CONSIGNE ÉCRITE A:
Recopiez mot pour mot le passage de l'extrait sur le film qui va de "Consommateur d’héroïne, Thomas, 22" à "de la chaleur.".

▬▬▬▬▬▬

Consommateur d’héroïne, Thomas, 22 ans, est accueilli dans un foyer destiné à le détourner de la drogue. Au programme : prières, travail et sevrage. La communauté, isolée dans un magnifique coin perdu de la campagne iséroise entourée de montagnes, naguère fondée par sœur Myriam (Hanna Schygulla), a ceci de rebutant qu’elle isole et impose ses règles drastiques. Mais, en même temps, elle offre à Thomas ce qu’il n’a jamais connu : de l’attention et de la chaleur.
Thomas peine à se conformer au mode de vie qui lui est imposé, à cette atmosphère de compréhension mutuelle qui lui paraît artificielle et aux privations de ses addictions. Il se rebelle rapidement. Chipe une cigarette et se réfugie pour fumer dans un poulailler. Se heurte à ses camarades, devient violent et craque. Dans le village voisin où il s’est réfugié, il rencontre une jeune fille, Sybille (Louise Grinberg), qui le convainc de retourner au foyer, car c’est la seule solution pour qu’il puisse sortir de sa dépendance.

▬▬▬▬▬▬

CONSIGNE ÉCRITE B:
Dans la liste, ajoutez 6 à chaque nombre des coordonnées données en réponse, puis réécrivez en entier uniquement les lignes allant de la ligne contenant "Running a dermatology lesion detector. Mark the belt" à la ligne contenant "[212,287,225,304]".

DONNÉES À UTILISER:
▬▬▬▬▬▬

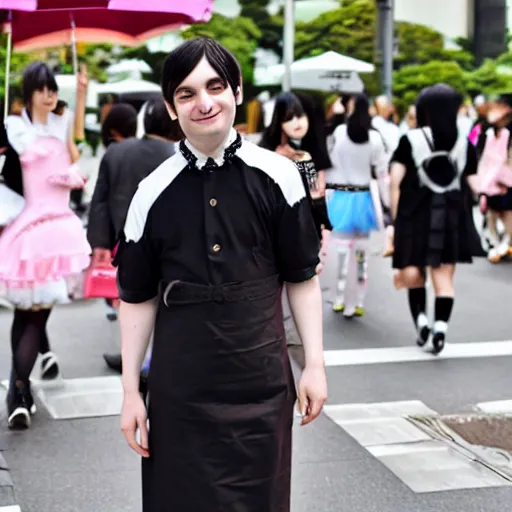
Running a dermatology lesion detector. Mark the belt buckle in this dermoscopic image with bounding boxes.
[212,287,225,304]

▬▬▬▬▬▬

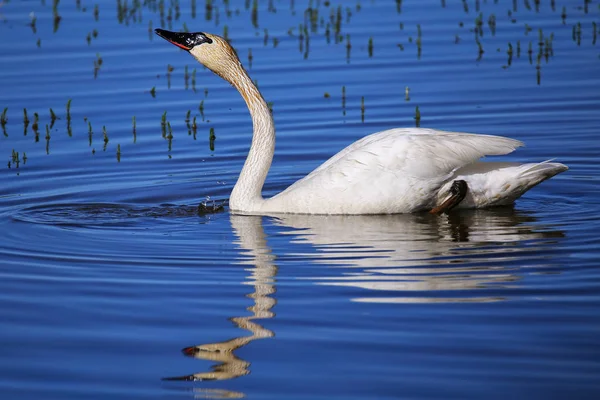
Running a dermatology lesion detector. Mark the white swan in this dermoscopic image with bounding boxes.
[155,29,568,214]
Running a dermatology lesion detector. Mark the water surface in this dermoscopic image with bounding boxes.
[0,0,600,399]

▬▬▬▬▬▬

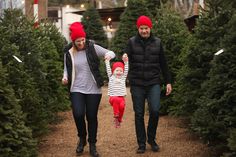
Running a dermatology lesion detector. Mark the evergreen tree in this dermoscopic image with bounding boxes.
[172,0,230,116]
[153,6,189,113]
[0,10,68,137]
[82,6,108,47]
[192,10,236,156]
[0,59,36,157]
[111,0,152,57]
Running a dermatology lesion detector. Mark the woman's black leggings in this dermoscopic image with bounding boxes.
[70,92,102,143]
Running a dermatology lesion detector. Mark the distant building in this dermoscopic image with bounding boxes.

▬▬▬▬▬▬

RÉPONSE A:
Consommateur d’héroïne, Thomas, 22 ans, est accueilli dans un foyer destiné à le détourner de la drogue. Au programme : prières, travail et sevrage. La communauté, isolée dans un magnifique coin perdu de la campagne iséroise entourée de montagnes, naguère fondée par sœur Myriam (Hanna Schygulla), a ceci de rebutant qu’elle isole et impose ses règles drastiques. Mais, en même temps, elle offre à Thomas ce qu’il n’a jamais connu : de l’attention et de la chaleur.

RÉPONSE B:
Running a dermatology lesion detector. Mark the belt buckle in this dermoscopic image with bounding boxes.
[218,293,231,310]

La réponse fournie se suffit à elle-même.